* _Written instruction_
Collect every line of the rows below that contains the word "blazer". Case matters.

(Dataset entries)

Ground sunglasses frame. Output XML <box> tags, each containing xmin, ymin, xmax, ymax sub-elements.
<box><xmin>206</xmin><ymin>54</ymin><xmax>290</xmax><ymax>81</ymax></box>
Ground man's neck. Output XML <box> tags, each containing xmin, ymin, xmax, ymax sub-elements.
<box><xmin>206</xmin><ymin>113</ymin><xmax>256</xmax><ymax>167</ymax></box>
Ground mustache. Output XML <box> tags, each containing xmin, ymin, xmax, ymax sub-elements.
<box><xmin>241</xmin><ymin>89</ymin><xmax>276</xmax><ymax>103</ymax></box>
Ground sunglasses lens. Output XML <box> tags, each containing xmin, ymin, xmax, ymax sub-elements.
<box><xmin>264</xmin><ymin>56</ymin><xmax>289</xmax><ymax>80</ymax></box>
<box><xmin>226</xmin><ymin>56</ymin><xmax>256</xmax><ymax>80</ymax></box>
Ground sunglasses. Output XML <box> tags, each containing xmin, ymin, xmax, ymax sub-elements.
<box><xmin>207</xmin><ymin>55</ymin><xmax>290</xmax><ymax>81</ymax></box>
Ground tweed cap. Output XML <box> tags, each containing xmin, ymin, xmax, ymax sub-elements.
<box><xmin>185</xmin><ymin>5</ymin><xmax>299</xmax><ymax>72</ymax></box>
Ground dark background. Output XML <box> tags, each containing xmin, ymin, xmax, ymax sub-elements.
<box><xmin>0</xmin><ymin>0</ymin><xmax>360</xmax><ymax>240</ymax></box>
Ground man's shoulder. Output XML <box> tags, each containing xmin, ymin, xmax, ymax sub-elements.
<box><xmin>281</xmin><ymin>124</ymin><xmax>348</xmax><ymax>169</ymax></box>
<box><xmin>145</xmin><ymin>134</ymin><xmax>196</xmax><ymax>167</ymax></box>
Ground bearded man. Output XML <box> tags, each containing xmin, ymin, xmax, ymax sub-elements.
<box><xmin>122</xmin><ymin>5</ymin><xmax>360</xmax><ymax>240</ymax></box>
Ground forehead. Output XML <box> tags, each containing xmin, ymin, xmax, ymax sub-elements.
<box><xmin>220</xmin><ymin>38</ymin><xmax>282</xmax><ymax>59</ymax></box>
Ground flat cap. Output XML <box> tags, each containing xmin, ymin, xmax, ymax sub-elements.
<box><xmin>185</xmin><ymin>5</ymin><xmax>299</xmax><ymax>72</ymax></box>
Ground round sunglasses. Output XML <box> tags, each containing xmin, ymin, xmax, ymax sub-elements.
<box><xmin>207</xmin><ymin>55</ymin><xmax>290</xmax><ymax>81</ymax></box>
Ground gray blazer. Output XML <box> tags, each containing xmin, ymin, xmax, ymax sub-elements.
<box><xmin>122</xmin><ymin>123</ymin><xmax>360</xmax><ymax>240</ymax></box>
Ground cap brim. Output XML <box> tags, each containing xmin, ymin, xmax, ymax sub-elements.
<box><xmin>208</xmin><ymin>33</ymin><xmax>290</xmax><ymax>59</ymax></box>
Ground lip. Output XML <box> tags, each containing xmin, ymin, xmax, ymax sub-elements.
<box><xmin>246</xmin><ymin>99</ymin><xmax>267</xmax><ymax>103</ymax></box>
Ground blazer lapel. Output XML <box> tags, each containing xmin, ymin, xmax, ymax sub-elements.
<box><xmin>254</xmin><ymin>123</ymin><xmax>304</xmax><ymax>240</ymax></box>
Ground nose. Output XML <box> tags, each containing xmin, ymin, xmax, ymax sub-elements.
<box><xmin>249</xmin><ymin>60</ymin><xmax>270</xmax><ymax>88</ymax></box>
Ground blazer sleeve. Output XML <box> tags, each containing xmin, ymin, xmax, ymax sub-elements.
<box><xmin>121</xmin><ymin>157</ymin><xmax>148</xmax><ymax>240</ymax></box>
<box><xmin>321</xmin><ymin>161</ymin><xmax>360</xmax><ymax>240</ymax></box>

* _Solution to this task_
Ground gray blazer. Output XML <box> tags, each containing xmin, ymin, xmax, ymax sub-elements.
Ground blazer lapel. Output XML <box> tags, each containing xmin, ymin, xmax, ymax sub-elements.
Ground blazer sleeve. Output XML <box> tags, each containing xmin, ymin, xmax, ymax sub-elements.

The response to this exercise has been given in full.